__WORK REQUIRED__: Show each line below that contains the word "flower".

** Start of EXCERPTED DATA **

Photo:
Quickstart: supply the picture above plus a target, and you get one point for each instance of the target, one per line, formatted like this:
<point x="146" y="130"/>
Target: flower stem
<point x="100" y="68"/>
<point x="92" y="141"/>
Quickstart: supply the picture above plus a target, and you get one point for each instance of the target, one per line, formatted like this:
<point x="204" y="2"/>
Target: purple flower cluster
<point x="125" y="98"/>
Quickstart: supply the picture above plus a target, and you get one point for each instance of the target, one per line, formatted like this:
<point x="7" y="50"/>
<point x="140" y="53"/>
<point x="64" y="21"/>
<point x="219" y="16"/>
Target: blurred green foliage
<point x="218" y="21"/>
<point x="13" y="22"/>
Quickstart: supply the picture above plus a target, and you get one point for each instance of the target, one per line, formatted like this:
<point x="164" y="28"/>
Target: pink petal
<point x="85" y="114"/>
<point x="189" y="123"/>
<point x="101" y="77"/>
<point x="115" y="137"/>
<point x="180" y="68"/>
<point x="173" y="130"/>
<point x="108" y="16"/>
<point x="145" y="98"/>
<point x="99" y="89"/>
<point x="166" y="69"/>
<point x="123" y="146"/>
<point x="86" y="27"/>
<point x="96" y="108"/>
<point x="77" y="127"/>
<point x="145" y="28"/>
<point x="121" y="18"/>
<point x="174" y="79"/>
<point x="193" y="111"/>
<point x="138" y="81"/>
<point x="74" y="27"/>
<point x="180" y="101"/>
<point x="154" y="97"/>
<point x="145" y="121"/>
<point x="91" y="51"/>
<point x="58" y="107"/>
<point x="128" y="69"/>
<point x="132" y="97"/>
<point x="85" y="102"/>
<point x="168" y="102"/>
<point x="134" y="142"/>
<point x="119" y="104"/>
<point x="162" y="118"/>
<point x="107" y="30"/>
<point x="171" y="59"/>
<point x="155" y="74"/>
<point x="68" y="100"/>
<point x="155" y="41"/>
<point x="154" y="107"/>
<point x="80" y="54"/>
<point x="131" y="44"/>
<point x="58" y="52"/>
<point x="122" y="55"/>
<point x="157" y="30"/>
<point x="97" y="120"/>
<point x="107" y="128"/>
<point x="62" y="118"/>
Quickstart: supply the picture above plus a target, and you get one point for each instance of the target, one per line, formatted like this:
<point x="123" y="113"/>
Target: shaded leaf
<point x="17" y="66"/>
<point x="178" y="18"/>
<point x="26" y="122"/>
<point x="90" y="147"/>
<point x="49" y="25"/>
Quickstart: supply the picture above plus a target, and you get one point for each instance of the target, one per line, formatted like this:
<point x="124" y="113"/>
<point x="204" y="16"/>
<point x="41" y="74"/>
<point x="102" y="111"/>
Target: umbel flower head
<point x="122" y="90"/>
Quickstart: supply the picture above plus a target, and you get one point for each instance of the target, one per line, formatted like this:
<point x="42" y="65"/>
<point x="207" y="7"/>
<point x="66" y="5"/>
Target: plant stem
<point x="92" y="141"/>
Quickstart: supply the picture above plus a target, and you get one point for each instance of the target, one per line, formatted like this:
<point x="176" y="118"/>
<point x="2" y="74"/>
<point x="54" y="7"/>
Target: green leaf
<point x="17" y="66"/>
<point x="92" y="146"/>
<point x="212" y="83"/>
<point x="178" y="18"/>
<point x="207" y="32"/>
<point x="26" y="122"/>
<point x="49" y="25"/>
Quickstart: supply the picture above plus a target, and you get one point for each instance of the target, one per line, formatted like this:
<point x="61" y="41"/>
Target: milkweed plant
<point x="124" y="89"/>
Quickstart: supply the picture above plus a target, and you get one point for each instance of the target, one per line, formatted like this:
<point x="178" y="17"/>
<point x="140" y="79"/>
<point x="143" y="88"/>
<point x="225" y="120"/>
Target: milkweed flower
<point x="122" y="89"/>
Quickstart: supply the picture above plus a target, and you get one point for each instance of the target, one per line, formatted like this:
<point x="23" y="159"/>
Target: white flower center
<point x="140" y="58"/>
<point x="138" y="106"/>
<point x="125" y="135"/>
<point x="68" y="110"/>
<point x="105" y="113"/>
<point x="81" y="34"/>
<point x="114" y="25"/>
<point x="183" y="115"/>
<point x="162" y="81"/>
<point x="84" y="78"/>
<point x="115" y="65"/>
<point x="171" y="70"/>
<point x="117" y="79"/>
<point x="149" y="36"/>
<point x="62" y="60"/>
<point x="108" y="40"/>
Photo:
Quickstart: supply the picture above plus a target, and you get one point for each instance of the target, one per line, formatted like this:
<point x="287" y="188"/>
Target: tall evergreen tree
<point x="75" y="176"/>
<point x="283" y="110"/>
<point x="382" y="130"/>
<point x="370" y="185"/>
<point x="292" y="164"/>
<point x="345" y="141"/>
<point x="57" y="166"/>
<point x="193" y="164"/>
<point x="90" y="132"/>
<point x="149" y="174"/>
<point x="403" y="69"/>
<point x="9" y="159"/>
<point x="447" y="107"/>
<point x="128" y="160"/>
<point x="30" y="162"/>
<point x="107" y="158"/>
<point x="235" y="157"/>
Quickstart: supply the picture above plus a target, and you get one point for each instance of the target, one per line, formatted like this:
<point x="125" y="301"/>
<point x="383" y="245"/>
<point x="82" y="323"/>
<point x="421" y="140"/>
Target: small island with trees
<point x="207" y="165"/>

** End of EXCERPTED DATA **

__EXPECTED OUTPUT__:
Target: flower stem
Target: purple flower cluster
Target: umbel flower head
Target: milkweed flower
Target: white flower center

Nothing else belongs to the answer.